- **作業データ**
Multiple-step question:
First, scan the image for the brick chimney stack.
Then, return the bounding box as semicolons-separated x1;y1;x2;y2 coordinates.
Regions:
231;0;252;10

- **課題文**
上のデータで「image」という語を含む行をすべて見つけ、書き写しなさい。大文字と小文字は区別すること。

- **解答例**
First, scan the image for the brick chimney stack.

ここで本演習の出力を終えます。